## Seitentext:

-*-*-

Die Erdnuss-Methode
Schreiben ist der direkte Weg zum Herzen.

Kommunikation bestimmt das soziale Leben fast aller Menschen in hohem Ausmaß. Die Art wie wir Menschen miteinander kommunizieren wird hingegen fast nie genauer betrachtet, es herrscht das Gesetz des Dschungels. Aber wieso ist das so? Familien haben oft ihre jeweiligen Sitten, derer ihre Mitglieder sich meist in den wesentlichsten Teilen kaum bewußt sind. Wahlgemeinschaften wie im Erwerbsleben oder auch Lebensgemeinschaften bestehen daher aus einem Flickenteppich verschiedener Überzeugungen dessen, was vermeintlich selbstverständlich ist.

Vor dreihundert Jahren war Deutschland noch ungleich ländlicher geprägt, Städte waren ungleich kleiner als heute. Dieses Leben war sehr durch Familie und Dorfgemeinschaften und deren Vorstellungen davon geprägt, was "sich gehört". Heutige Stadtbewohner befinden sich in einer ganz anderen Lebenssituation aus einem Mischmasch verschiedener Vorstellungen und Sitten, die kaum noch Bezug zum heutigen Geistesleben aufweisen.

Weit verbreitet kommunizieren Menschen bis heute nach Vorstellungen von "falsch" und "richtig", die eher dazu gedacht waren die Familie, die Dorfgemeinschaft auch angesichts ökonomischer Daseinszwänge zusammenzuhalten. Diese Art zu kommunizieren passt nicht mehr zur heutigen Lebenssituation, die mitterweile bis tief in ländliche Gegenden städtisch geprägt ist. Auch daraus folgend fühlen sich immer mehr Menschen im Innersten einsam, verloren, depressiv, sie finden keinen Weg mit anderen Menschen ihrer heutigen Lebenssituation angemessen zu kommunizieren. Sie passt auch nicht zu Idealen persönlicher Freiheit und Entfaltung des Geistes, denn ihre Natur ist maßgeblich irrational ausgerichtet. Diese nicht mehr zeitgemäßen archaischen Impulse versucht man mehr und mehr mit kleinen Schritten zurückzudrängen, etwa durch Bewerbungen ohne Bild.

-*-*-

Extrahierte Einträge
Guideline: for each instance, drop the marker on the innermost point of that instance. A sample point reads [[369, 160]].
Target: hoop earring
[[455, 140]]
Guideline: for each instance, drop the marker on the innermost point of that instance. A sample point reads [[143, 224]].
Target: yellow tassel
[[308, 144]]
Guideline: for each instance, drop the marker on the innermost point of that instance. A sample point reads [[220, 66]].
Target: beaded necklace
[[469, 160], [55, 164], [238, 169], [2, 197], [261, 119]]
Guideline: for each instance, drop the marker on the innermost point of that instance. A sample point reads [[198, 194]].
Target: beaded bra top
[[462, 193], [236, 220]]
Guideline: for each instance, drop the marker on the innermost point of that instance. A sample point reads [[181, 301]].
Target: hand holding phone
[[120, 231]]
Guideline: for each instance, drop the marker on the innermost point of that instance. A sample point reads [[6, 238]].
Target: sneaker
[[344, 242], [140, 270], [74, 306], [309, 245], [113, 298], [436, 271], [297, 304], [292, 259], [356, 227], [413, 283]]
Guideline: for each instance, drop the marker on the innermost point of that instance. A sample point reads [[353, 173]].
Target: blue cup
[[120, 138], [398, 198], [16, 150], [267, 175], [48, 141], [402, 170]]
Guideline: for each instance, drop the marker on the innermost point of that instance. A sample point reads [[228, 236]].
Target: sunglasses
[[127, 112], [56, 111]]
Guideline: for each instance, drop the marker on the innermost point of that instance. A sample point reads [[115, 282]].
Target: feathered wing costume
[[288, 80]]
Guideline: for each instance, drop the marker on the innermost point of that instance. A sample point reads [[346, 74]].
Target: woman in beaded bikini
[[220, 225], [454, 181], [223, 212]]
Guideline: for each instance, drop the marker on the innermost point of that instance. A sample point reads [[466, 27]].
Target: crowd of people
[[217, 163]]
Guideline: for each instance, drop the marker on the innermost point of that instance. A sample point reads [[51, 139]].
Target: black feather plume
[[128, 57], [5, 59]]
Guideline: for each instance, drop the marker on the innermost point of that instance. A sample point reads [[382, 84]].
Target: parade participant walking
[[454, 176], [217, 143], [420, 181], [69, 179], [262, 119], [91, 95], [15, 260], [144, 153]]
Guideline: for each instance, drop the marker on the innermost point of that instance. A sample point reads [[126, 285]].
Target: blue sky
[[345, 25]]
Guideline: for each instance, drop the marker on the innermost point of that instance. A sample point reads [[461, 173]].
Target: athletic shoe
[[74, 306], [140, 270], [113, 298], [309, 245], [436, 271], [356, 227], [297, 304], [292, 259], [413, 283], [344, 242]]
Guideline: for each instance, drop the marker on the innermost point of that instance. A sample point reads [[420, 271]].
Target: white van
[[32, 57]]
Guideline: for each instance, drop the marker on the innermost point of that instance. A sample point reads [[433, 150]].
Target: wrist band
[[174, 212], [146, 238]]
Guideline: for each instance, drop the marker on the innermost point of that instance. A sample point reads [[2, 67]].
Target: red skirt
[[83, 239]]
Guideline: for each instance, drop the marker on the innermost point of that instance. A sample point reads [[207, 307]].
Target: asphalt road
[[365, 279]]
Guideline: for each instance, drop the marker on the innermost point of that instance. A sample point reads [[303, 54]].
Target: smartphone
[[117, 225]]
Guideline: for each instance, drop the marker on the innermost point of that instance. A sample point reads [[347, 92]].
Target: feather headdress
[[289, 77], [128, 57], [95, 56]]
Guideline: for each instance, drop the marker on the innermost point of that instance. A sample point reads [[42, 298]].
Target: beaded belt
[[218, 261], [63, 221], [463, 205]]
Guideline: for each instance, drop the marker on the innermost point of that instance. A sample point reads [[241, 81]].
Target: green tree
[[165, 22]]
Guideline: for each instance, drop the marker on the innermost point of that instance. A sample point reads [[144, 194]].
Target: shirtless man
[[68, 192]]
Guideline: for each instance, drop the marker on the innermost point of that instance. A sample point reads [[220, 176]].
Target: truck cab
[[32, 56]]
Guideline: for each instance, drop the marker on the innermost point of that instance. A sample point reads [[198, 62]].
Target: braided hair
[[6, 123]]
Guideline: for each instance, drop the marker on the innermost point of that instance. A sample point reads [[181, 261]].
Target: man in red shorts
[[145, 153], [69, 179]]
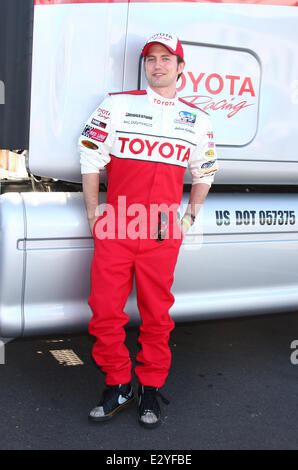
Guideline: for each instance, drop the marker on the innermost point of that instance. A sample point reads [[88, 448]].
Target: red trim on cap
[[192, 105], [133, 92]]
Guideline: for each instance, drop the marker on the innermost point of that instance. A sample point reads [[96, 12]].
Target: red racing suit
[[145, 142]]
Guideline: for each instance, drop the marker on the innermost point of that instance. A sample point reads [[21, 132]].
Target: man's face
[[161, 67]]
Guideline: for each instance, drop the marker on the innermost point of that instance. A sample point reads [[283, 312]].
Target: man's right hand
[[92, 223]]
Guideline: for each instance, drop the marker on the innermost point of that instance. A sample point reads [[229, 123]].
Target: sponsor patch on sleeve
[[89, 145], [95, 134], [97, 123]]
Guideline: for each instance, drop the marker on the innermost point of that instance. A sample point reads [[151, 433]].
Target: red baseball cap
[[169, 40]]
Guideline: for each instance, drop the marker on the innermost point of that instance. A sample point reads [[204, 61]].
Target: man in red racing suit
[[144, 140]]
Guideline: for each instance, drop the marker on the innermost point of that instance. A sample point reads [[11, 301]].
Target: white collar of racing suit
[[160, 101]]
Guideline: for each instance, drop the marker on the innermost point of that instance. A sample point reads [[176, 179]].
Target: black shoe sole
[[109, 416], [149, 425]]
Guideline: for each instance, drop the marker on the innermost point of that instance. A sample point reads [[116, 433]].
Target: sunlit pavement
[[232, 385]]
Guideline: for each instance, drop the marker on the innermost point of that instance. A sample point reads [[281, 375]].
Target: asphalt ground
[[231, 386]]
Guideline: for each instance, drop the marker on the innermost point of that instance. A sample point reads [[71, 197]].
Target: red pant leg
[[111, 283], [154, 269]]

-*-*-

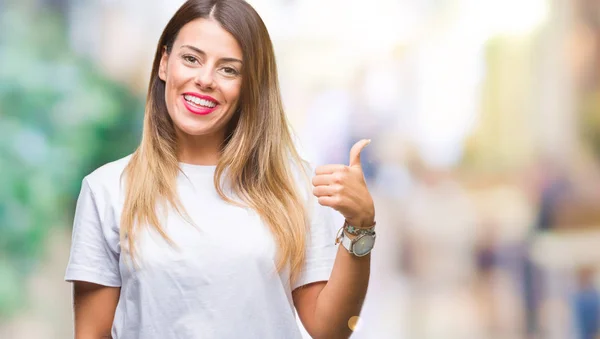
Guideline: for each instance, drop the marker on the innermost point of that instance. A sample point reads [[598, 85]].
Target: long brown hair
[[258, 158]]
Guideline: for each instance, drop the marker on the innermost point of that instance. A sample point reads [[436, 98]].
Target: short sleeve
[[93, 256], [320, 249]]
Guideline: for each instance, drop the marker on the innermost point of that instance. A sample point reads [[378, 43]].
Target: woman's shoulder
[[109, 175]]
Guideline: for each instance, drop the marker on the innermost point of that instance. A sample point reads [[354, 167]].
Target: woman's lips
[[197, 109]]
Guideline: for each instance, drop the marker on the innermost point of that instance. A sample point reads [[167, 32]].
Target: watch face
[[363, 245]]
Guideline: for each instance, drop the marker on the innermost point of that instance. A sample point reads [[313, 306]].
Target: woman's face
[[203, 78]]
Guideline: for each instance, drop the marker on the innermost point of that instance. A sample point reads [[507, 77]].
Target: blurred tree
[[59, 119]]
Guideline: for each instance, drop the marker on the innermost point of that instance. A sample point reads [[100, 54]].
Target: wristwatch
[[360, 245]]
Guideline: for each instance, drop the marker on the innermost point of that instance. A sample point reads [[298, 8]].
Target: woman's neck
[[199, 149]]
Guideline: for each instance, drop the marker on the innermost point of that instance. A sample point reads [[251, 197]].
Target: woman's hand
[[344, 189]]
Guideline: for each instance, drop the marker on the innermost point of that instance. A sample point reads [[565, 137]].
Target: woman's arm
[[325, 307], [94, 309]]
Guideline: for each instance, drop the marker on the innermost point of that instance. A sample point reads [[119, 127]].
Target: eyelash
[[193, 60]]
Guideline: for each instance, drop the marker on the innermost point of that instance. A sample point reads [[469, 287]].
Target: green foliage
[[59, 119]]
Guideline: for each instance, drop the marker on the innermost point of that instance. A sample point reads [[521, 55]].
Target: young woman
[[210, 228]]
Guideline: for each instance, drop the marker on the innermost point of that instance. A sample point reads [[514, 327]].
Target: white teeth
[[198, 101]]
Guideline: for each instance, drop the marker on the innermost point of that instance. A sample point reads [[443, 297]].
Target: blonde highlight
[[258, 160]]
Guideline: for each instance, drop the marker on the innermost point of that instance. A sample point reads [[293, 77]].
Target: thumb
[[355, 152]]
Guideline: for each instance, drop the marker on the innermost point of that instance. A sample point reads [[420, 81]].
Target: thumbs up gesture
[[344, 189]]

-*-*-

## Aufgaben:
A. Welches Beispiel nennt der Text zur Erdnuss-Methode für die kleinen Schritte, mit denen archaische Impulse zurückgedrängt werden?
B. Führe den Text zur Erdnuss-Methode nach seinem letzten Satz fort.

## Lösungen:
A. Bewerbungen ohne Bild.

B.
"Rational" nennen wir verbal ausgedrückte Gedanken zu einem Sachverhalt, zu denen sich ebenso rational positioniert werden kann. "Rational" meint bei uns nicht eine Begrenzung auf bestimmte materialistisch-reduktionistische Wissensquellen. "Rational" oder "logisch" ist immer ein Gedankengang, der auf bestimmten Annahmen aufbaut, nicht die Erkenntnisquellen, die Annahmen über Realität selbst.

Wir gehen in unserer Gemeinschaft mit dem Einsatz der Erdnuss-Methode einen konsequenten und weitgehenden Schritt, der mit oft unhinterfragten Gewohnheiten strikt brechen will.

Unsere Gemeinschaftskommunikation soll verbal sein. "Verbal" ist anders als viele annehmen kein Begriff für "mündlich", sondern für die Sprachlichkeit einer Mitteilung. Wir möchten Kommunikationsgewohnheiten überwinden, die Irrationalität in unserer Kommunikation fördern. Beispiele hierfür sind die Gestik und das sogenannte "Auftreten" eines Individuums, das oft mit starken irrationalen Wertungen verbunden wird. In unserer Kommunikation soll alleine das Wort zählen, der Gedanke, eine gute Argumentation. Ähnlich der Bewerbung ohne Bild werfen auch wir das Bild aus unserer Gemeinschaftskommunikation, indem wir nur die Schrift als bevorzugtes Ausdrucksmittel des Geistes sprechen lassen und darin auch in der Hausgemeinschaft zu tieferer Verbundenheit gelangen.

Menschen des Scheins reagieren in ihrer inneren Verschlossenheit oft allergisch auf Schriftkommunikation.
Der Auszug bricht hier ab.